begin

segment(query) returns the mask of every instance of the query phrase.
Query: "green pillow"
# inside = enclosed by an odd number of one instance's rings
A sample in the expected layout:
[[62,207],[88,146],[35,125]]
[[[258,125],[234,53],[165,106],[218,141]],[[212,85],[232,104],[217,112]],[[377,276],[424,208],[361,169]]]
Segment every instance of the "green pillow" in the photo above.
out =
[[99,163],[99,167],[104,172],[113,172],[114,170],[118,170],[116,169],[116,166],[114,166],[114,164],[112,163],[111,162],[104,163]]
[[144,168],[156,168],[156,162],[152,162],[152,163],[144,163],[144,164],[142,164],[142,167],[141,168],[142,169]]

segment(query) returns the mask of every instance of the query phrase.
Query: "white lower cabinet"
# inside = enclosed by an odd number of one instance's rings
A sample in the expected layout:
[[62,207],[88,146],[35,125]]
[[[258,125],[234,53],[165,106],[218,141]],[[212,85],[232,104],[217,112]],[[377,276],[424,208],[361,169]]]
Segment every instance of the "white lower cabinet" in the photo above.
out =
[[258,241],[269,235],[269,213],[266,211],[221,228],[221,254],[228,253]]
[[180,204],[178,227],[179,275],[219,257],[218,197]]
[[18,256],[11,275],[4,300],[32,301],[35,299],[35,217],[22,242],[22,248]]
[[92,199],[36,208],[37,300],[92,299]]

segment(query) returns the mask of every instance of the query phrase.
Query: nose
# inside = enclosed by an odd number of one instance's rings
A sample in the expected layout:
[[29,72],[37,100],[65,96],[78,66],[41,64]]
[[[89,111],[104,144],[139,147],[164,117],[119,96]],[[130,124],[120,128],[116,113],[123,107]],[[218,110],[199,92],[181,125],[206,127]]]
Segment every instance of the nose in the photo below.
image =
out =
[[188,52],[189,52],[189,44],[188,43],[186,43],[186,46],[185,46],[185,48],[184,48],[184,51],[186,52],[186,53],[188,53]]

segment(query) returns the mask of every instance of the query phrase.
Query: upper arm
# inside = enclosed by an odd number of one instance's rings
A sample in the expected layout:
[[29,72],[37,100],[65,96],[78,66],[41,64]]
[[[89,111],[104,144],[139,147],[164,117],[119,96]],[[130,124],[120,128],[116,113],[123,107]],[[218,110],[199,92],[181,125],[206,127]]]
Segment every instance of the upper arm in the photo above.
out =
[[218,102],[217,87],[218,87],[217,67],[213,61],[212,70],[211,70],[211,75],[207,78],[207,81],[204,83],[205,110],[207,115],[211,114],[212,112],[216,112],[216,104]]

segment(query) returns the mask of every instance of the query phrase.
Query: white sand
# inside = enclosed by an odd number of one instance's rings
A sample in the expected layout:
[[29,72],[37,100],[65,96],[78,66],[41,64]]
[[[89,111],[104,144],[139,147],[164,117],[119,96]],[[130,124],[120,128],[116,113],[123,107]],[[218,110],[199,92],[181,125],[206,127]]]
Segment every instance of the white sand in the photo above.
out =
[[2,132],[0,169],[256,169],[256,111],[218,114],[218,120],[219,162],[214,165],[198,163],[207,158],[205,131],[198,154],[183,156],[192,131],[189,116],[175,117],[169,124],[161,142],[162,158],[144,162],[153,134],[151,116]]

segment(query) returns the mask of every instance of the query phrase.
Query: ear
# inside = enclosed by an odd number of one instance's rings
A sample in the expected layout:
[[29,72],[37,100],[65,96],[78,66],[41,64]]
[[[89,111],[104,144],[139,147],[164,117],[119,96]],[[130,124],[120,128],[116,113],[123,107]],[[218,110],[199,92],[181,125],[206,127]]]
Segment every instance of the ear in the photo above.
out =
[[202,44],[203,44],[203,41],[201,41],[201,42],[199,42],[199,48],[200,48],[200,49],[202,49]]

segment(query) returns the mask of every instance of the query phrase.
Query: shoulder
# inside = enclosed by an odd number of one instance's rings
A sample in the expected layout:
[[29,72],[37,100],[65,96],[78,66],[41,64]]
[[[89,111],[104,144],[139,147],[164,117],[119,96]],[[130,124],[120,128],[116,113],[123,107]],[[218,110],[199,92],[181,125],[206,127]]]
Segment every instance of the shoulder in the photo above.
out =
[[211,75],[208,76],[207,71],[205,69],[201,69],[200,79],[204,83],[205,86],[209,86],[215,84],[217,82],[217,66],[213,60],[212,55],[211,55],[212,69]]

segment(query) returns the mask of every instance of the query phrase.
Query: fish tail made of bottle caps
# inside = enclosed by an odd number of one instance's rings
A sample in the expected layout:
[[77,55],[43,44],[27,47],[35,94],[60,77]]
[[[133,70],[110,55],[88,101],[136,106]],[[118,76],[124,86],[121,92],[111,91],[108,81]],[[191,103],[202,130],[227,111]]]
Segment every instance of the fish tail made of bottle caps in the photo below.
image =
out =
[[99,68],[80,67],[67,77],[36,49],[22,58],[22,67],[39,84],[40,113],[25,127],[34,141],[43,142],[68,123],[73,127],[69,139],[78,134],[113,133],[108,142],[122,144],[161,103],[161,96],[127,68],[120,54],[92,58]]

end

■ EXERCISE REQUIREMENTS
Extract all of the data exactly as written.

■ WORKED SOLUTION
segment(query) returns the mask of every instance of the query phrase.
Query: "green pillow"
# inside = enclosed by an odd number of one instance's rings
A sample in the expected layout:
[[62,207],[88,146],[35,125]]
[[[258,125],[234,53],[165,106],[218,141]],[[212,85],[232,104],[217,112]],[[377,276],[424,208],[361,169]]]
Segment every instance of the "green pillow" in the photo above.
out =
[[99,163],[99,167],[104,172],[113,172],[114,170],[118,170],[116,169],[116,166],[114,166],[114,164],[112,163],[111,162],[104,163]]
[[144,168],[156,168],[156,162],[152,162],[152,163],[144,163],[144,164],[142,164],[142,167],[141,168],[142,169]]

segment(query) returns the mask of every instance of the query phrase.
Query: "white lower cabinet"
# inside = enclosed by an odd number of one instance's rings
A sample in the expected layout:
[[62,207],[88,146],[35,125]]
[[[258,125],[234,53],[165,106],[218,141]],[[212,85],[232,104],[217,112]],[[377,276],[424,208],[361,169]]]
Segment every instance of the "white lower cabinet" in the photo above.
out =
[[258,241],[269,235],[269,213],[266,211],[221,228],[221,254],[228,253]]
[[180,204],[178,227],[179,275],[219,257],[218,197]]
[[18,256],[11,275],[4,300],[32,301],[35,299],[35,217],[22,242],[22,248]]
[[92,199],[36,208],[37,300],[92,299]]

segment(query) returns the mask of every instance of the query phrase.
Query: nose
# inside = enclosed by an odd number of one instance's rings
A sample in the expected layout:
[[29,72],[37,100],[65,96],[78,66],[41,64]]
[[[89,111],[104,144],[139,147],[164,117],[119,96]],[[130,124],[120,128],[116,113],[123,107]],[[218,110],[199,92],[181,125],[206,127]]]
Segment every instance of the nose in the photo below.
image =
out =
[[188,52],[189,52],[189,44],[188,43],[186,43],[186,46],[185,46],[185,48],[184,48],[184,51],[186,52],[186,53],[188,53]]

segment(query) returns the mask of every instance of the query phrase.
Query: upper arm
# inside = enclosed by an odd number of one instance's rings
A sample in the expected layout:
[[29,72],[37,100],[65,96],[78,66],[41,64]]
[[[89,111],[104,144],[139,147],[164,117],[119,96]],[[130,124],[120,128],[116,113],[123,107]],[[218,110],[199,92],[181,125],[206,127]]]
Segment every instance of the upper arm in the photo above.
out =
[[218,102],[217,87],[218,87],[217,67],[213,61],[212,70],[211,70],[211,75],[207,78],[207,81],[204,83],[205,110],[207,115],[211,114],[212,112],[216,112],[216,104]]

segment(query) returns the mask of every instance of the query phrase.
Query: white sand
# inside = enclosed by an odd number of one instance's rings
A sample in the expected layout:
[[29,72],[37,100],[65,96],[78,66],[41,64]]
[[[89,111],[104,144],[139,147],[164,117],[119,96]],[[130,124],[120,128],[116,113],[123,107]],[[218,110],[199,92],[181,125],[206,127]]]
Segment every instance of the white sand in the photo above.
out =
[[2,132],[0,169],[256,169],[256,111],[218,114],[218,120],[219,162],[214,165],[198,163],[207,158],[205,131],[198,154],[183,156],[192,131],[189,116],[175,117],[169,124],[161,142],[162,158],[144,162],[153,134],[151,116]]

segment(query) returns the mask of every instance of the query phrase.
Query: ear
# inside = enclosed by an odd number of one instance's rings
A sample in the expected layout:
[[29,72],[37,100],[65,96],[78,66],[41,64]]
[[[89,111],[104,144],[139,147],[164,117],[119,96]],[[130,124],[120,128],[116,113],[123,107]],[[218,110],[199,92],[181,125],[206,127]]]
Segment every instance of the ear in the photo above.
out =
[[202,44],[203,44],[203,41],[201,41],[201,42],[199,42],[199,48],[200,48],[200,49],[202,49]]

segment(query) returns the mask of every instance of the query phrase.
Query: shoulder
# inside = enclosed by an odd number of one instance's rings
A sample in the expected layout:
[[29,72],[37,100],[65,96],[78,66],[41,64]]
[[[89,111],[104,144],[139,147],[164,117],[119,96]],[[130,124],[120,128],[116,113],[123,107]],[[218,110],[199,92],[181,125],[206,127]]]
Segment every instance of the shoulder in the photo above.
out =
[[211,75],[208,76],[207,71],[205,69],[201,69],[200,79],[204,83],[205,86],[209,86],[215,84],[217,82],[217,66],[213,60],[212,55],[211,55],[212,69]]

segment(query) returns the mask of every instance of the query phrase.
Query: fish tail made of bottle caps
# inside = enclosed by an odd number of one instance's rings
A sample in the expected layout:
[[77,55],[43,44],[27,47],[35,94],[60,77]]
[[[133,70],[110,55],[88,101],[136,106]],[[118,76],[124,86],[121,92],[111,91],[108,81]],[[191,103],[202,130],[227,111]]]
Segment every instance of the fish tail made of bottle caps in the photo below.
image =
out =
[[99,68],[80,67],[67,77],[36,49],[22,58],[22,67],[39,84],[40,113],[25,127],[34,141],[43,142],[68,123],[73,127],[69,139],[78,134],[113,133],[108,142],[122,144],[161,103],[161,96],[127,68],[120,54],[92,58]]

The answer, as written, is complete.